Political Players, Power Retention, Legal Exposure, and the Architecture of a Viable Transition


Executive Summary

Venezuela’s transition away from Nicolás Maduro’s rule—whether abrupt or negotiated—cannot succeed if it is framed as the elevation of a single opposition figure or the wholesale purge of existing state capacity. The country’s reality is institutional capture, fragmented legitimacy, and overlapping legal exposures. A successful transition must therefore balance constitutional legitimacy, popular mobilization, institutional continuity, and credible accountability.

This paper identifies:

  1. The principal political players likely to appear in, or influence, a transitional authority;

  2. Which Maduro-era figures still retain coercive or administrative power;

  3. Which individuals face credible risk of prosecution under U.S. or international law;

  4. A phased framework for a transition that avoids state collapse while restoring legitimacy.


I. The Opposition Side: Who Is There—and Why


Edmundo González Urrutia

Why he matters:González functions as a legal-constitutional anchor. He was internationally recognized by the U.S. and several allies as the winner of Venezuela’s disputed 2024 election. In any transition seeking international legitimacy, his inclusion is not optional—it is structural.

How he fits:

  • Provides constitutional continuity without radical rhetoric.

  • Acceptable to foreign governments, multilateral lenders, and technocratic ministries.

  • Lacks an independent mass movement, which paradoxically makes him safer as a unifying figurehead rather than a factional leader.

Risk:Without support from mobilized opposition forces, he cannot govern alone.


María Corina Machado

Why she matters:Machado is the most effective mobilizer of anti-regime sentiment inside Venezuela. She commands loyalty, courage capital, and international media attention.

Why she cannot be the sole beacon:

  • She does not demonstrably command a national governing majority on her own.

  • Her hard-line posture alarms regime-embedded institutions whose cooperation is necessary to prevent chaos.

  • Over-personalization around Machado creates a “winner-take-all” dynamic that incentivizes sabotage.

How she fits:

  • Essential member of a collective executive or political council.

_TASKS TO CARRY OUT_
**1.** Answer these questions using the paper on Venezuela's transition.
(a) Which four things must a successful transition balance?
(b) Who recognized Edmundo González Urrutia as the winner of the disputed 2024 election?
(c) How does the paper describe María Corina Machado's role inside Venezuela?
**2.** Rewrite the passage of the paper on Venezuela's transition between "Risk:Without support from" and "that incentivizes sabotage.", inclusive, putting "obstruction" in place of "sabotage".
**3.** Carry on the paper on Venezuela's transition from its final line.
The listing that follows has no connection to the paper on Venezuela's transition.

_DATA SHOWN_
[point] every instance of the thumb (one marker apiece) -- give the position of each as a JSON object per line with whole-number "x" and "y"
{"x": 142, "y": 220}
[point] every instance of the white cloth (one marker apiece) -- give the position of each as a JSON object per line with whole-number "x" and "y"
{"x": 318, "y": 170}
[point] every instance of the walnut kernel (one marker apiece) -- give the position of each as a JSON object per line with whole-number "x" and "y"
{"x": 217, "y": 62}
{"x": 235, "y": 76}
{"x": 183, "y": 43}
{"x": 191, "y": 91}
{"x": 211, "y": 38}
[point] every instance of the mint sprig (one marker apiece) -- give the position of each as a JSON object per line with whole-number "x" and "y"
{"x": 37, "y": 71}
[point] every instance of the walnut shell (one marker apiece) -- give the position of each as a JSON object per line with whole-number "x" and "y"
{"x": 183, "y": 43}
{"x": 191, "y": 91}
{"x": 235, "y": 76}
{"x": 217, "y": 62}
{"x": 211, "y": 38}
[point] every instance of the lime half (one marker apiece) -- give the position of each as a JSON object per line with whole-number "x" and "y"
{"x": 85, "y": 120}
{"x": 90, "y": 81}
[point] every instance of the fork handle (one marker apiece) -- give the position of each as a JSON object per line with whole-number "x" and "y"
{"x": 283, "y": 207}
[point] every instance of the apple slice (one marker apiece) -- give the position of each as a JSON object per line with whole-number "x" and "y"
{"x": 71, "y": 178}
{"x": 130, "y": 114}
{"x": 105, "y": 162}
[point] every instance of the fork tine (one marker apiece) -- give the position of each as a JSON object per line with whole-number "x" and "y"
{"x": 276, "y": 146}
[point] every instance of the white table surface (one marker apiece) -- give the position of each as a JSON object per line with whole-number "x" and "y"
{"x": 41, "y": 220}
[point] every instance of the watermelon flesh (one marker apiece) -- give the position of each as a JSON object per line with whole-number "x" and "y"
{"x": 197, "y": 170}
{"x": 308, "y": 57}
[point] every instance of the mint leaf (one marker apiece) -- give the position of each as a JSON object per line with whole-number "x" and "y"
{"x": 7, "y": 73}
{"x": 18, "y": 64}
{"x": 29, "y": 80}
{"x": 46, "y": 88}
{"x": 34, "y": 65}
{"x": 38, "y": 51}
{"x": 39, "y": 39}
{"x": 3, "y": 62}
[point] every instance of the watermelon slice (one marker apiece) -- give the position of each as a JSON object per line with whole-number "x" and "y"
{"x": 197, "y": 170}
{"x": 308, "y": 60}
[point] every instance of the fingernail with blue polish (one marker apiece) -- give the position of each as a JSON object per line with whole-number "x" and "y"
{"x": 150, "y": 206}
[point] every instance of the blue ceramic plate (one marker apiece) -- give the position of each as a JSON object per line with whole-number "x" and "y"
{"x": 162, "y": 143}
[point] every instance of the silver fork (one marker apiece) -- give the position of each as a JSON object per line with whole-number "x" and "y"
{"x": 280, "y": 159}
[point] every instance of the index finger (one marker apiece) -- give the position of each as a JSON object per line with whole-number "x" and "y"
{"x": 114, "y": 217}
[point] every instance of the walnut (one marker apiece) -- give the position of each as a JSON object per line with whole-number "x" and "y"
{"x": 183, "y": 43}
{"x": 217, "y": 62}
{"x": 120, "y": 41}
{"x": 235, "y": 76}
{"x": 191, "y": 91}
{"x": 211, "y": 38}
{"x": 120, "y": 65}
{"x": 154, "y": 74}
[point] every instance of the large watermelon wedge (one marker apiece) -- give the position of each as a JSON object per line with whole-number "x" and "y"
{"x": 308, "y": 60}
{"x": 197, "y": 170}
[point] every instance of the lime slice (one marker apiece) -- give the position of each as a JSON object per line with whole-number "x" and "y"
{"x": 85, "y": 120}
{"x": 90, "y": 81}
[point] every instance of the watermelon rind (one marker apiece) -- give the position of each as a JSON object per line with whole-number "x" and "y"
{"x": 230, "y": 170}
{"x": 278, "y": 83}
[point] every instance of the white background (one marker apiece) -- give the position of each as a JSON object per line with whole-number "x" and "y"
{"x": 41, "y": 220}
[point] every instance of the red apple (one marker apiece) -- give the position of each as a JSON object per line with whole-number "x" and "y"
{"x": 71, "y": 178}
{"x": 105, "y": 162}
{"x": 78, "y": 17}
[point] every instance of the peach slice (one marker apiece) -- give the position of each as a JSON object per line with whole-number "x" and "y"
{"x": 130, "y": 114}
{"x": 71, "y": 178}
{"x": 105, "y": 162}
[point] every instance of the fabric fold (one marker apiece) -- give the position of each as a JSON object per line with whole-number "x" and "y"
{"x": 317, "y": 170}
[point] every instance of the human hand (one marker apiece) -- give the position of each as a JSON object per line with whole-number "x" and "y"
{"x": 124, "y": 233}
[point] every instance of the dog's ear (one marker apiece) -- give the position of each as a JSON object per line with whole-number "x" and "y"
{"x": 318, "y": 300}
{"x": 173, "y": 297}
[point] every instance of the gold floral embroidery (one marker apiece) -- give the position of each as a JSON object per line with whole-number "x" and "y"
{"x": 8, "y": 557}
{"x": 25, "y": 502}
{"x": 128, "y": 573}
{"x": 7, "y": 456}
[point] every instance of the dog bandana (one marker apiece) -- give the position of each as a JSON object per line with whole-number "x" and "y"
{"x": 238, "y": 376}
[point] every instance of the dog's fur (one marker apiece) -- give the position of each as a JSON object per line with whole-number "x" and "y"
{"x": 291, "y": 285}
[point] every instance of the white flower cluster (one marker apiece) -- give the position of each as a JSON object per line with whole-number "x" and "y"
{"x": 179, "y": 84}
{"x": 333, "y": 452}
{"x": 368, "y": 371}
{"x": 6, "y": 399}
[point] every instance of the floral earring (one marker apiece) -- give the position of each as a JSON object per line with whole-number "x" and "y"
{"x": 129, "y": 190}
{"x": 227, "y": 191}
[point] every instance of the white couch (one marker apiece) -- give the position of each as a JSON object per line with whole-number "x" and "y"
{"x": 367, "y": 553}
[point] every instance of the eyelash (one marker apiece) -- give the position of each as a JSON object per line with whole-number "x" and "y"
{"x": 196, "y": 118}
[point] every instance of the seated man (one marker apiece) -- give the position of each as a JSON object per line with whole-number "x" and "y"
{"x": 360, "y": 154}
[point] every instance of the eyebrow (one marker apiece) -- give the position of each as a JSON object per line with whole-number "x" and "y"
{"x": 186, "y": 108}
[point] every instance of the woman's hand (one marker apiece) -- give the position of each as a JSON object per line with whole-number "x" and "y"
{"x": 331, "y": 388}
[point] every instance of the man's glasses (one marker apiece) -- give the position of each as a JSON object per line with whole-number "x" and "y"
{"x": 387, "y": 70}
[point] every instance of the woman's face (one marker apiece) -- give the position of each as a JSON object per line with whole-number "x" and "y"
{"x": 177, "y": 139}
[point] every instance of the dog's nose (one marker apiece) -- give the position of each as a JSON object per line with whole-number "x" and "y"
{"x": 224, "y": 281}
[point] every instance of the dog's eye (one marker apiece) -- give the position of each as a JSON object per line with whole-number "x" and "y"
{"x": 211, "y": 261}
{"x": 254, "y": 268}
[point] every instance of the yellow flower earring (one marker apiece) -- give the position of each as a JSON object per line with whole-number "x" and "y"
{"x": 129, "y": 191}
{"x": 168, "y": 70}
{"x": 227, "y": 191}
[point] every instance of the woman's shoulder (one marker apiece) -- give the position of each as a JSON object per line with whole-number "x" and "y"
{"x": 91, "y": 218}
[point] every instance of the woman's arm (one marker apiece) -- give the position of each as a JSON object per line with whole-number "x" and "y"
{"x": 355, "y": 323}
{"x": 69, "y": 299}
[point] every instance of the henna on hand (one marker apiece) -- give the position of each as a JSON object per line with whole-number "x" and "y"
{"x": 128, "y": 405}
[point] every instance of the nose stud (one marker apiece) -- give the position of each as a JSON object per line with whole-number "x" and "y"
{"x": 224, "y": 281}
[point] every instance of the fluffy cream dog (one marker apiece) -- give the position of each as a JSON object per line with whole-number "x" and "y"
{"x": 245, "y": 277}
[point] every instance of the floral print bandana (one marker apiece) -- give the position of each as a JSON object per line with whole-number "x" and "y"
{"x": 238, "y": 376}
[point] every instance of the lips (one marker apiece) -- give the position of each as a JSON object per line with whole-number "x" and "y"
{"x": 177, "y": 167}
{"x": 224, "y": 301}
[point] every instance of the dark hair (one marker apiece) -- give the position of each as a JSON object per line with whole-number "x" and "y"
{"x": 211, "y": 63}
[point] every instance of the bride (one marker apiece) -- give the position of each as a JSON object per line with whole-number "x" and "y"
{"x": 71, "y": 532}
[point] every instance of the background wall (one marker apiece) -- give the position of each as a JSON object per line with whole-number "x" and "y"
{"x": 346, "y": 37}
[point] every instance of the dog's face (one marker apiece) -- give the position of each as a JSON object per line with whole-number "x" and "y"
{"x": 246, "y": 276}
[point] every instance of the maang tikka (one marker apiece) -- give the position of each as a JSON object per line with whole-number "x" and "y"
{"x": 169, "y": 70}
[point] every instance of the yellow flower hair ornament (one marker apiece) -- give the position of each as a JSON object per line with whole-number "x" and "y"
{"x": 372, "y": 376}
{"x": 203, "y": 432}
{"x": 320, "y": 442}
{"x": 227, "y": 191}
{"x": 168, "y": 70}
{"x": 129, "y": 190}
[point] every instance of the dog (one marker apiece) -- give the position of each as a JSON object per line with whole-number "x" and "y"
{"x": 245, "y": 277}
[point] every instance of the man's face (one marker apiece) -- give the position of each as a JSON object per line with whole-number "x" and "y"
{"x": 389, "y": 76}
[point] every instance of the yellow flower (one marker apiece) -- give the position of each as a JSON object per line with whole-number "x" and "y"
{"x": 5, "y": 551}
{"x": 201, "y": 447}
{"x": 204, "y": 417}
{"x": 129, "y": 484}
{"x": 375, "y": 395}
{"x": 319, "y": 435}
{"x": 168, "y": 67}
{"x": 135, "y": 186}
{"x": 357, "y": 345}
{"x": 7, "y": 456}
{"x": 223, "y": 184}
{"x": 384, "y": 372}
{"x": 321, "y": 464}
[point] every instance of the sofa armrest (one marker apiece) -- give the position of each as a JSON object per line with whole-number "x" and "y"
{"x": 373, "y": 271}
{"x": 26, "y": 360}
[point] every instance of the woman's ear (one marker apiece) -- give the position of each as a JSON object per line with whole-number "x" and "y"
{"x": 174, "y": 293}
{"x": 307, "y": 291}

* * *

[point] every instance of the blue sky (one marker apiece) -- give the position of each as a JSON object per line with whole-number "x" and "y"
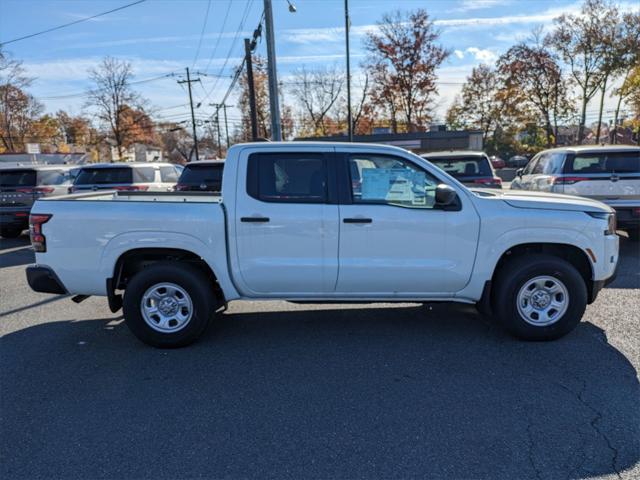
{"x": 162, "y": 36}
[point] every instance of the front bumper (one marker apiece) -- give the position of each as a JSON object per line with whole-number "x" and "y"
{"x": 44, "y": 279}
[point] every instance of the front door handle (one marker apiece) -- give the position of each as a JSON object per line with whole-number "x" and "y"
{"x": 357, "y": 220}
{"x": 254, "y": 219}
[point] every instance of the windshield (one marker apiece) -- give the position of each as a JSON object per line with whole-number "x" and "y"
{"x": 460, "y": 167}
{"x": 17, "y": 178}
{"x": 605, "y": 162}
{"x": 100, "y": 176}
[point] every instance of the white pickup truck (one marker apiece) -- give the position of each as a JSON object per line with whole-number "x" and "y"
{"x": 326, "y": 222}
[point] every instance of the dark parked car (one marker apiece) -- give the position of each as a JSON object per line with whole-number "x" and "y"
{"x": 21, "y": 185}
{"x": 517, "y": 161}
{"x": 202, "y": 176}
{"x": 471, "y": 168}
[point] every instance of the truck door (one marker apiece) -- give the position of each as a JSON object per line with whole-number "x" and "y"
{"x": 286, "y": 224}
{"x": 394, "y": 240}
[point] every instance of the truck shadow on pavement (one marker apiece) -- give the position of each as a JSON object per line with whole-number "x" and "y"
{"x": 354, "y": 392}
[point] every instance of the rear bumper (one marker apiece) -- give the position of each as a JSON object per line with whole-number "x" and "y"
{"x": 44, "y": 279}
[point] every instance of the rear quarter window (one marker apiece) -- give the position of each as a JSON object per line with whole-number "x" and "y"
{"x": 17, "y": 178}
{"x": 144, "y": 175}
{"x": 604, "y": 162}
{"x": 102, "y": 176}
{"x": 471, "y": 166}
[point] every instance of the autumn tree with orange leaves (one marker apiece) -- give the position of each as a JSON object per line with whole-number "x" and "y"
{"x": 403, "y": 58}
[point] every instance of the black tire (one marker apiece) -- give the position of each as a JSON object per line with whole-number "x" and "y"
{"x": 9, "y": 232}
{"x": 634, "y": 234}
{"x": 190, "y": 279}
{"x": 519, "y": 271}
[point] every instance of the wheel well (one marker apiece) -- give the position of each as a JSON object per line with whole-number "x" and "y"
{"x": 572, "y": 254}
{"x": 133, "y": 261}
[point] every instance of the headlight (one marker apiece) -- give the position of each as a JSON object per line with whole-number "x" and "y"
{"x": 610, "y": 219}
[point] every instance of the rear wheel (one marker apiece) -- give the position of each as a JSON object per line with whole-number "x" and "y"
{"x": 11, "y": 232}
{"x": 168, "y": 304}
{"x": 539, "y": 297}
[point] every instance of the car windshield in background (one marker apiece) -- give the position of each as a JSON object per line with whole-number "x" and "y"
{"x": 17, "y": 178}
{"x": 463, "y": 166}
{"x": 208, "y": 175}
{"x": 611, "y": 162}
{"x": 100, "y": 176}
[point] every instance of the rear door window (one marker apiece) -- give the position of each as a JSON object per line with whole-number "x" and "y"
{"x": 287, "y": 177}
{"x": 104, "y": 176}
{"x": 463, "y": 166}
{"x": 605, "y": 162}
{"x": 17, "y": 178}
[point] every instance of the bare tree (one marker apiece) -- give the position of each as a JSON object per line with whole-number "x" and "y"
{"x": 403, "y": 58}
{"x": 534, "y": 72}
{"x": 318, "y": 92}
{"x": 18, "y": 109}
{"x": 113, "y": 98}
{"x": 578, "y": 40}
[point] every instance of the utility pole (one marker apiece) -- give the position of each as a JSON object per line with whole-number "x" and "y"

--

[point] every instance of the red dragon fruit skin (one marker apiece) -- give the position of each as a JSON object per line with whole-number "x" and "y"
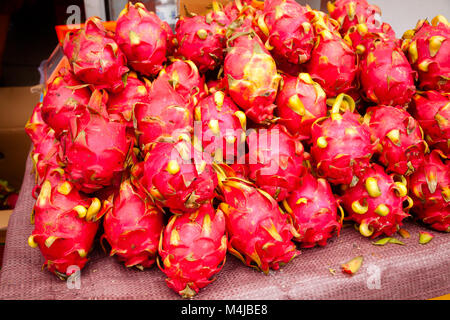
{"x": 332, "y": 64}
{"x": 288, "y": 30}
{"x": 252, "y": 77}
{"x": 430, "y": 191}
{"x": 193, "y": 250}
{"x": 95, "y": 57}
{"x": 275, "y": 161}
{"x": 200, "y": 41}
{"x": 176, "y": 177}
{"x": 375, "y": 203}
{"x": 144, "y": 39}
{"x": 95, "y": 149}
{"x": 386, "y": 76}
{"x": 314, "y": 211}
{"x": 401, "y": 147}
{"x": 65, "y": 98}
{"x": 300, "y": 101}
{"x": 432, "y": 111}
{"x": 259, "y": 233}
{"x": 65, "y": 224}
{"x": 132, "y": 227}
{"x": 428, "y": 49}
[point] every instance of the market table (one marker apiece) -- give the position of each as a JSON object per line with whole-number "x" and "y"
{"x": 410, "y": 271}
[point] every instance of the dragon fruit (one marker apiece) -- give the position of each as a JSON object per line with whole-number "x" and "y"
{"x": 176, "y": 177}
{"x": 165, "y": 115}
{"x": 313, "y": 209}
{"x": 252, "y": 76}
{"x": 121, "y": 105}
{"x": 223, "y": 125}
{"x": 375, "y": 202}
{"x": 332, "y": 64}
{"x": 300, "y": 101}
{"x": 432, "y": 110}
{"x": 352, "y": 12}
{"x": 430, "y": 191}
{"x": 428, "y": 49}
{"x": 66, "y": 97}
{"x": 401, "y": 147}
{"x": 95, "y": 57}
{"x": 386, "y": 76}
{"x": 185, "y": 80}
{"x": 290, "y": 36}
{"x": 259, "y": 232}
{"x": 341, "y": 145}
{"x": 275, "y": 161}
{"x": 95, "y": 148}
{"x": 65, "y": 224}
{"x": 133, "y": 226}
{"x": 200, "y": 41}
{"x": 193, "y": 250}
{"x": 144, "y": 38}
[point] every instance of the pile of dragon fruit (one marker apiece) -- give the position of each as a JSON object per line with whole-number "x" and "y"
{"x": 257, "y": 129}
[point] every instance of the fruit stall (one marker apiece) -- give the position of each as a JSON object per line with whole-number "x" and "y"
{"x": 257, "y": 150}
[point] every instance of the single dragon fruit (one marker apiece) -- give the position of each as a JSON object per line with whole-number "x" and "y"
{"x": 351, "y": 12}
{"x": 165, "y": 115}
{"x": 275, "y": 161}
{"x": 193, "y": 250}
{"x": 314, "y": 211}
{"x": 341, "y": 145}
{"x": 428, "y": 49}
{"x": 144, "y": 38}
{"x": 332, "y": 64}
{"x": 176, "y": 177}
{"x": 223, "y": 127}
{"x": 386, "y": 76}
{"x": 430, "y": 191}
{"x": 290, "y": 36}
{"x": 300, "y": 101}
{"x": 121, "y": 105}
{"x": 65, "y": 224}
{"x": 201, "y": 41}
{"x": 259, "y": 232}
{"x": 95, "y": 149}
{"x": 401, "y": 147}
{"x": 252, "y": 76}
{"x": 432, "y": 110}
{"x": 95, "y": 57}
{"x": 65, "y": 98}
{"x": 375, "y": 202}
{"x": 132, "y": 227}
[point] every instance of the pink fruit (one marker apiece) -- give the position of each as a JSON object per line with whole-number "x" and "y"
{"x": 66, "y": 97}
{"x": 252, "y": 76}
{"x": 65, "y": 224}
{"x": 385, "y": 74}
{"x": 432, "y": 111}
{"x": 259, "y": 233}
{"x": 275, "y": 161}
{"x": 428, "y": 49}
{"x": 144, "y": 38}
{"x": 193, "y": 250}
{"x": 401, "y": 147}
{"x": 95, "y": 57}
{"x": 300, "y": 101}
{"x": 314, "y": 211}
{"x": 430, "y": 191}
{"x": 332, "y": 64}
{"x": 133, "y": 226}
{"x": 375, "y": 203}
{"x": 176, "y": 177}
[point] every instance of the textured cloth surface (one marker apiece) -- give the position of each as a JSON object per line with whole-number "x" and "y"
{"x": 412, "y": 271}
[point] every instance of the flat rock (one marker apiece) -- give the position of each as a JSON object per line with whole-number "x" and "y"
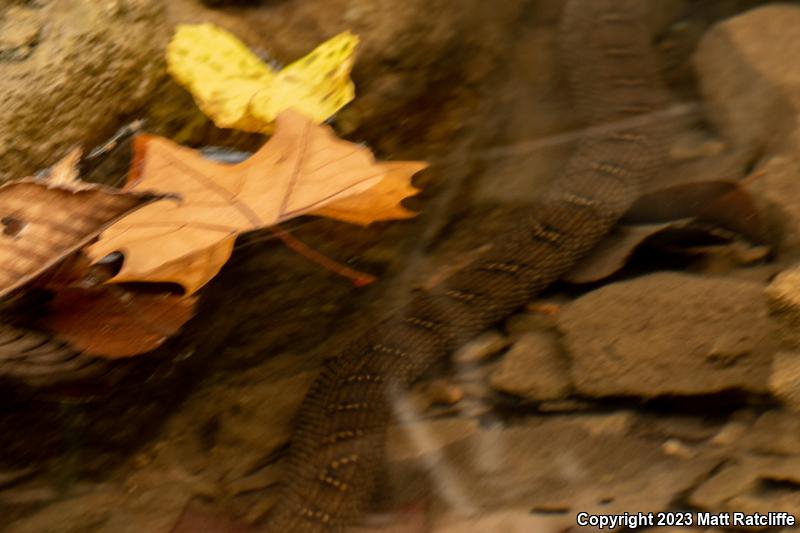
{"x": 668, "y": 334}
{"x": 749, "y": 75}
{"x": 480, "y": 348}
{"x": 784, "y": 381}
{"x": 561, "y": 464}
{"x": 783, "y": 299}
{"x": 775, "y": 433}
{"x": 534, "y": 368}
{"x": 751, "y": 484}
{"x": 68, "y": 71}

_THE ANSWERS_
**1.**
(a) Constitutional legitimacy, popular mobilization, institutional continuity, and credible accountability.
(b) The U.S. and several allies.
(c) She is the most effective mobilizer of anti-regime sentiment inside Venezuela.

**2.**
Risk:Without support from mobilized opposition forces, he cannot govern alone.


María Corina Machado

Why she matters:Machado is the most effective mobilizer of anti-regime sentiment inside Venezuela. She commands loyalty, courage capital, and international media attention.

Why she cannot be the sole beacon:

  • She does not demonstrably command a national governing majority on her own.

  • Her hard-line posture alarms regime-embedded institutions whose cooperation is necessary to prevent chaos.

  • Over-personalization around Machado creates a “winner-take-all” dynamic that incentivizes obstruction.

**3.**
  • Best placed overseeing political reform, civic mobilization, and anti-corruption agenda-setting—not sole executive power.


Juan Guaidó

Why he still appears in discussions:Guaidó retains diaspora influence, particularly in Miami, and institutional memory regarding frozen assets and international legal strategies.

Why his role is limited:

  • His interim presidency lost momentum due to lack of domestic enforcement power.

  • Venezuelans inside the country largely view him as a past phase, not a future executive.

How he fits:

  • Advisory or external diplomatic role; not central to day-to-day governance.


II. Maduro-Era Power Holders: Who Still Matters

Delcy Rodríguez

Current leverage:Rodríguez represents institutional continuity—courts, ministries, and security coordination. She is sanctioned internationally but not currently under U.S. criminal indictment.

Why she matters in transition math:

  • She controls administrative levers necessary to keep the state functioning in the short term.

  • Removing her immediately without a replacement risks bureaucratic paralysis.

Why her inclusion is dangerous:

  • Sanctions and corruption allegations severely damage legitimacy.

  • Her presence must be time-limited, conditional, and supervised.

Jorge Rodríguez

Role:A behind-the-scenes negotiator and regime tactician.

Transition relevance:

  • Useful only as an interlocutor to unwind regime resistance.

  • Not a credible public figure in a democratic transition.

Vladimir Padrino López

Why he matters:No transition survives without military neutrality. Padrino López has historically positioned himself as the guarantor of institutional stability.

Risk:

  • Sanctioned by the U.S.

  • His inclusion signals continuity, not rupture.

How he fits:

  • Temporary security guarantor under civilian oversight; not a political leader.


III. Figures with High Prosecution Risk (Likely Excluded)

Nicolás Maduro

  • Facing U.S. federal narco-terrorism charges.

  • No pathway into any legitimate transitional authority.

Cilia Flores

  • Deep legal exposure, including family narcotics cases.

  • Excluded entirely from governance.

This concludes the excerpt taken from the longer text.